▶ [THE PROBLEM] Exact transcription of the data below is required, without the images.

▶ [DATASET EXCERPTS]
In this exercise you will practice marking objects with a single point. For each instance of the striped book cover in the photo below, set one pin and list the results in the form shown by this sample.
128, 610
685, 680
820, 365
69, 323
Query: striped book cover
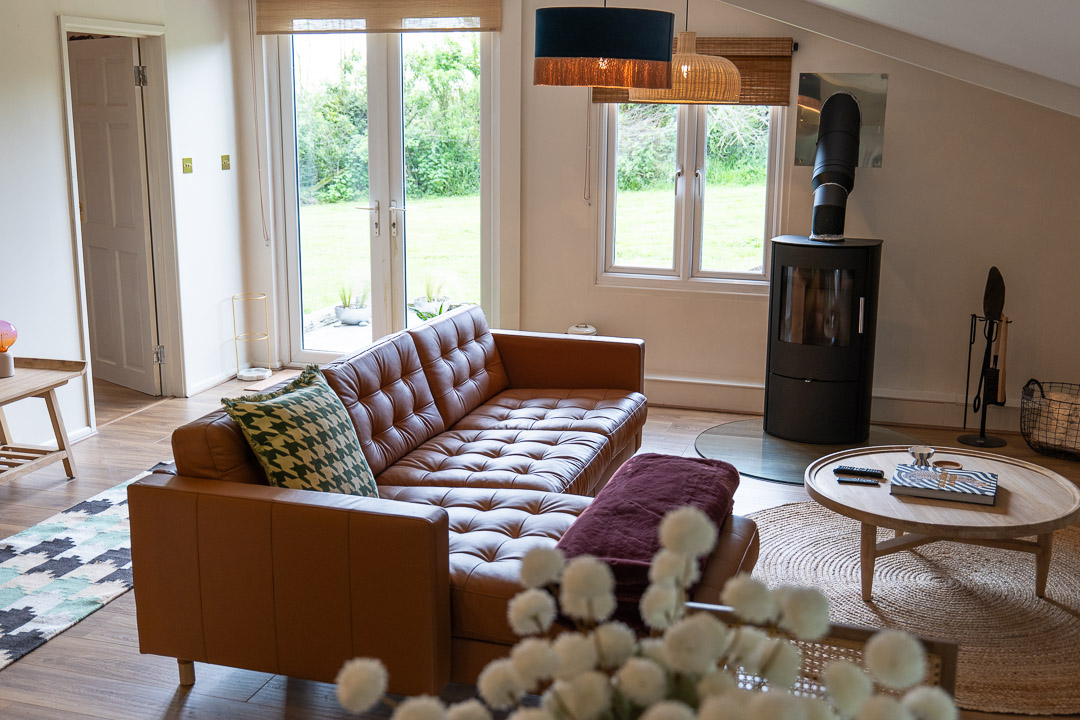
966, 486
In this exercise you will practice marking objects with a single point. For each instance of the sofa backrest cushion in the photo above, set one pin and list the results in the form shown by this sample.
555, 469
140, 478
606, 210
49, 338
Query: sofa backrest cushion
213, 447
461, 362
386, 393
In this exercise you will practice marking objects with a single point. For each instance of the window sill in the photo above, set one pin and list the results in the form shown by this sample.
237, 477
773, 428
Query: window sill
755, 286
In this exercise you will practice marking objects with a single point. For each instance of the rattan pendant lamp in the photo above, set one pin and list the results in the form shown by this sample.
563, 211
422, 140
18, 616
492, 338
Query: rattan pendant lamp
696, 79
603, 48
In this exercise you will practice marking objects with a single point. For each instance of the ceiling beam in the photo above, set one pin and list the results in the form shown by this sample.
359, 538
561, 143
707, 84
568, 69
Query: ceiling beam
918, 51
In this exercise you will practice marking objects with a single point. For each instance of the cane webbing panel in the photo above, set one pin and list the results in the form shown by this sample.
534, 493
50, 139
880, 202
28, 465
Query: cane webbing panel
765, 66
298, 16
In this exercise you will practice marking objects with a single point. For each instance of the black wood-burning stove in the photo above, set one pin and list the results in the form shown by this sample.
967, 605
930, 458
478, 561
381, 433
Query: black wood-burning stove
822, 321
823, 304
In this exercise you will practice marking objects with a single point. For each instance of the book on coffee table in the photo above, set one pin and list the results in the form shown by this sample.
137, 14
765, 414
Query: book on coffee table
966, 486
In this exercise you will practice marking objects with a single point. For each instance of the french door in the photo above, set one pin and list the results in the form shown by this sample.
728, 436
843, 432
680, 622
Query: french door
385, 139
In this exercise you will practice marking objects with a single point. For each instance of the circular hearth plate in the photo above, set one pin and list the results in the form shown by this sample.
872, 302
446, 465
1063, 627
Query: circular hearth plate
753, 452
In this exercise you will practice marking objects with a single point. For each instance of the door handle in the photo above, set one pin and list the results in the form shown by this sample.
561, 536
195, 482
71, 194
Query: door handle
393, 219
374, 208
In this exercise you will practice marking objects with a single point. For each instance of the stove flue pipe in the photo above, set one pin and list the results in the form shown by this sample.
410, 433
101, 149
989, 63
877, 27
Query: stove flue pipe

▶ [ANSWER FOR THIS EXERCISE]
In this exercise you will practice marking objects with a single point. For each instance of the striped book cover in the photo below, set one pin and list the results in the form shown by this sample.
128, 610
685, 680
820, 365
69, 323
Query: striped book cover
966, 486
In this exercise you will practice marking objects with a single point. For each instance of the sofa backrest cushion in the photo above, set one pin and list the results in the form shown by this sample.
555, 469
140, 478
606, 210
49, 338
Query: sofa backrest cushion
213, 447
461, 362
386, 393
In this exercise you will practice marking objects with a single point. For each instance of the window sill in the photo above, set one pin and list the results in the form shown by this sample.
237, 477
773, 428
Query: window sill
755, 286
In this exercise you will practice marking objects with a single point. For each instance of the rattan pendant lamp in the photo above, set one pin and list the results in the form shown by this sample.
563, 211
422, 140
18, 616
492, 338
Query: rattan pendant lamp
696, 79
603, 48
In this exercise you will practice marking objects with a single point. For each instance of the ceiling beam in the photo above, set one pin and list the results in the form shown by this sample.
359, 538
561, 143
707, 84
568, 69
Query: ceiling beam
918, 51
In this exercise you will practice marking objects with a single point. For each instance of the cane webbing panel in the photo above, set one pin and list the results in the form shown by this sample.
534, 493
50, 139
880, 202
28, 465
Query: cane webbing panel
765, 66
298, 16
In this exercise you will practice marking objects with a single point. For each instance of the black wood-burning stove in the photo above, set one pin and list the results in the form shown by this sample.
967, 605
930, 458
478, 561
381, 433
Query: black wood-burning stove
822, 321
823, 304
In this exercise you will practice marking objects with a single point. For each instance of the book on coffee table in the photo above, set one pin and list the results in the form shown by this sample.
137, 14
765, 414
Query: book on coffee table
966, 486
In this exercise you will practice marking objects with a single point. For each instance of the french door in the photo above, set one pin and list the results in the form shown by this sample.
728, 436
843, 432
680, 622
Query: french door
385, 139
In this exercise you will practice marking objects with a single point. For each instance of the circular hearth plate in the photo above, set one pin and list the results in the form shown by this sample.
872, 302
446, 465
1063, 627
Query: circular hearth plate
753, 452
In this exercise you will practice marking objects with a single point. For each instance of the door handle in the photo above, set one pin and list the results in the form shown by this sample.
561, 536
195, 482
71, 194
Query: door handle
393, 219
374, 208
In this exercise you will practice marking objects with a single point. For each instance of the stove flue pipe in the photo above, set one pin and list the results in the form shown by this sample.
410, 433
101, 149
989, 63
877, 27
Query: stove flue pipe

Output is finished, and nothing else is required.